* start *
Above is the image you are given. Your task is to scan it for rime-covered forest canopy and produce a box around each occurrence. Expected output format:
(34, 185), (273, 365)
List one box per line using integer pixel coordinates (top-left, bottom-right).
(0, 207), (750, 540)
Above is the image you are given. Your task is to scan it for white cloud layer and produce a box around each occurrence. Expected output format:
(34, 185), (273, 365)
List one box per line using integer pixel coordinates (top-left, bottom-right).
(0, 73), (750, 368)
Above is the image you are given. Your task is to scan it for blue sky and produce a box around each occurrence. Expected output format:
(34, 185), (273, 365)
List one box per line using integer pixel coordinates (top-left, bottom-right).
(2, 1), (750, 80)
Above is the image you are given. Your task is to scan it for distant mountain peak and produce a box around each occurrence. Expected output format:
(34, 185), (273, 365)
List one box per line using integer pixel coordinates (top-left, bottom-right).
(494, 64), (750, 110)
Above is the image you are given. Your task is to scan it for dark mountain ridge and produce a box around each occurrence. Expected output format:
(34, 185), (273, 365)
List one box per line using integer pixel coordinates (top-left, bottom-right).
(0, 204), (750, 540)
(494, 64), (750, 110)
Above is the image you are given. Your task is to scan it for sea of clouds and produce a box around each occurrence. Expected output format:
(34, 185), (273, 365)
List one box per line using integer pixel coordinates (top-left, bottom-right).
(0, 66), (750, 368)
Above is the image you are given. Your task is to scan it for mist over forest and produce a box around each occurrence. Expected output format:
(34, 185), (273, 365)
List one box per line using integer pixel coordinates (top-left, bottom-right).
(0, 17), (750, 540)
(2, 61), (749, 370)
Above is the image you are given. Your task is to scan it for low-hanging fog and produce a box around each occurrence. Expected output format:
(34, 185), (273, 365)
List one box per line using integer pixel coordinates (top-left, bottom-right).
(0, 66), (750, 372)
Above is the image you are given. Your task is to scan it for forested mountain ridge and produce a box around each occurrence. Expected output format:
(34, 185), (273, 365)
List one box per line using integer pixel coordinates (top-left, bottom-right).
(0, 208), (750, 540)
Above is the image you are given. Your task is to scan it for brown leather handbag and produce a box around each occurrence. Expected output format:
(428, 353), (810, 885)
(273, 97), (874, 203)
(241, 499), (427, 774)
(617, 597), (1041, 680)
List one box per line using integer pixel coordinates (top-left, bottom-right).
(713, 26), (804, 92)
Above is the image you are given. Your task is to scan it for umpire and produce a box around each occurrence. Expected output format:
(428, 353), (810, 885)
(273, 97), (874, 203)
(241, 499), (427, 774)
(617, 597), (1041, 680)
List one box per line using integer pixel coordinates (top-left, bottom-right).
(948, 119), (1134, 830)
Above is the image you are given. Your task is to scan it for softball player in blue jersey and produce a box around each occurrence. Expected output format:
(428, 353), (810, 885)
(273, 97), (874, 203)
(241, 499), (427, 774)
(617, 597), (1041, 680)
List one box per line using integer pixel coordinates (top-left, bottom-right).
* end *
### EXERCISE PROMPT
Rewrite the lines of the items as a JSON list of strings, one string per line and blank lines left out, starting at the line that contains "it for umpire" and continuing through the end of the items.

### ANSWER
[
  "Above is the image you are given. Your task is to scan it for umpire and produce a box around each occurrence. Expected output format:",
  "(428, 353), (810, 885)",
  "(273, 97), (874, 203)",
  "(241, 499), (427, 774)",
  "(617, 597), (1041, 680)",
  "List one box per line using integer pixel coordinates (top-left, bottom-right).",
  "(948, 119), (1134, 830)",
  "Above is the image you are given. Your task is to scan it for softball player in blue jersey and produce a box around each occurrence. Expected output format:",
  "(428, 353), (810, 885)",
  "(273, 97), (874, 203)",
  "(241, 499), (427, 774)",
  "(617, 597), (1041, 680)",
  "List one box per line using integer pixel coordinates (top-left, bottom-right)."
]